Goal of the exercise — Your response should match the records line for line.

[Dataset entries]
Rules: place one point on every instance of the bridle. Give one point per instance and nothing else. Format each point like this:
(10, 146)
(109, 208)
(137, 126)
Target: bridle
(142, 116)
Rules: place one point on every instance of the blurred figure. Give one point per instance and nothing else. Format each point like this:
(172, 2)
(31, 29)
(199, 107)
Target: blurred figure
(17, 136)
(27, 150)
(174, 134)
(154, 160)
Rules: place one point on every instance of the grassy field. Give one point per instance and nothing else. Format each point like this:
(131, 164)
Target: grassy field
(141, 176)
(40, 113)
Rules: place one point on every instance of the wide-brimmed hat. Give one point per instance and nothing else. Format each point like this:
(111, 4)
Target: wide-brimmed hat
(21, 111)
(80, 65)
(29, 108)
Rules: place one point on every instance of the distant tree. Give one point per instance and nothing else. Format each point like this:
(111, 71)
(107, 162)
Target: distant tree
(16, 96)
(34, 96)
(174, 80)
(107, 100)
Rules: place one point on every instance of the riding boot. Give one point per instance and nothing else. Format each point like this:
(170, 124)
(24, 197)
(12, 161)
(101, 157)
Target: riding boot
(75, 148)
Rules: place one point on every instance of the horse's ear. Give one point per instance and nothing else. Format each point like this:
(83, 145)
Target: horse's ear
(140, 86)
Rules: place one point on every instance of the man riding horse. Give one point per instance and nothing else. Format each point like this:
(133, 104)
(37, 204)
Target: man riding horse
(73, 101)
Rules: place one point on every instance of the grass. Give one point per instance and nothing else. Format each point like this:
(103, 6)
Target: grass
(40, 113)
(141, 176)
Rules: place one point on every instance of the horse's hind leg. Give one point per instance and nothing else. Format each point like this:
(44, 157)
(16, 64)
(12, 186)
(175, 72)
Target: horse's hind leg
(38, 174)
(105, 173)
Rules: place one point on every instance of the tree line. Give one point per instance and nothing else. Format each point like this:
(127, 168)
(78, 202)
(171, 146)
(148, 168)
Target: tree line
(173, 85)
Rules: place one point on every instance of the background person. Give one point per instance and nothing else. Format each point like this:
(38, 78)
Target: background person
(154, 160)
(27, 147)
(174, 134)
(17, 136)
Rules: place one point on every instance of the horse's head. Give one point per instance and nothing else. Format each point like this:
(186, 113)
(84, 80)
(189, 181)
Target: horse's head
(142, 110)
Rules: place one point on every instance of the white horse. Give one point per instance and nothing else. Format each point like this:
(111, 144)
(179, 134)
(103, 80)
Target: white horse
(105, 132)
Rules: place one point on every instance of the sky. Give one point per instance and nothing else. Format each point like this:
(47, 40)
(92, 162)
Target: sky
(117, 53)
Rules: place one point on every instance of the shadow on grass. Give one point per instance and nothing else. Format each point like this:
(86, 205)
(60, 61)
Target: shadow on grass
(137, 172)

Answer box —
Rules: place one point on every instance of the bridle. Give one point per instance and nothing else. Format each point like this:
(10, 146)
(109, 208)
(137, 126)
Target: bridle
(142, 116)
Rules: place one point on every instance of the blurred figure. Give one point per instance and nothing else. Format each point like this:
(172, 2)
(31, 29)
(199, 107)
Target: blurred figure
(17, 136)
(27, 150)
(174, 134)
(154, 160)
Rules: place one point on every instance of the grassy field. Give one point per instance and nothing else. Format each point like this:
(131, 164)
Target: grassy field
(141, 176)
(40, 113)
Rules: place one point on every instance of the wide-brimmed hat. Give one point per instance and nothing else. Format each point like this:
(111, 4)
Target: wide-brimmed hat
(21, 111)
(80, 65)
(29, 108)
Rules: place one point on every instance of the distant tree. Give one point per instance and nothing else. Format each point like this:
(111, 71)
(107, 162)
Target: distant tree
(16, 96)
(34, 96)
(174, 80)
(107, 100)
Rules: place one point on every instance of the riding boot. Give one point per instance and nothing else. Format each point like this:
(170, 124)
(24, 197)
(12, 161)
(101, 157)
Target: riding boot
(75, 148)
Rules: place one point on every instance of the horse's ear. Give one point per instance and nothing else. Format each point like this:
(83, 145)
Target: horse's ear
(140, 86)
Rules: place one point on every instance of the man riding horse. Give one point per instance and nothing else. Format each point like this:
(133, 104)
(37, 204)
Target: man riding horse
(73, 101)
Rules: place one point on every instance of the grass. Give one point per instance and nothing else. Format each point like this:
(103, 6)
Target: grass
(40, 113)
(141, 176)
Rules: place one point on every instance of the horse's hind leg. Give one point per instance and nothing else. Format each point like this:
(44, 157)
(16, 64)
(12, 186)
(175, 72)
Target: horse's hind leg
(38, 174)
(105, 173)
Rules: place one point on every instance of the tree line. Give one point per instance and nothing else. Format each point like this:
(127, 168)
(78, 202)
(171, 146)
(148, 168)
Target: tree line
(173, 85)
Rules: place one point on every instance of the background person. Give one point per instance and nothing else. Format each point like this:
(38, 78)
Target: background person
(154, 160)
(27, 147)
(174, 134)
(17, 136)
Rules: place one point on every instance of the horse's head. Give one point per instance and nothing else. Format each point like this:
(186, 113)
(84, 80)
(189, 181)
Target: horse's head
(142, 110)
Rules: place one point on every instance of the white horse. Give one point per instance and nothing else. Format each point like this:
(111, 144)
(179, 134)
(103, 80)
Target: white horse
(105, 132)
Rules: place one point on every instance of the sky. Give one point per instance and nothing else. Format each point like this:
(47, 40)
(92, 162)
Target: sky
(117, 53)
Rules: place one point on every instance of the shadow on grass. Give one point per instance and nothing else. Format each point like this:
(86, 205)
(60, 61)
Target: shadow on grass
(137, 172)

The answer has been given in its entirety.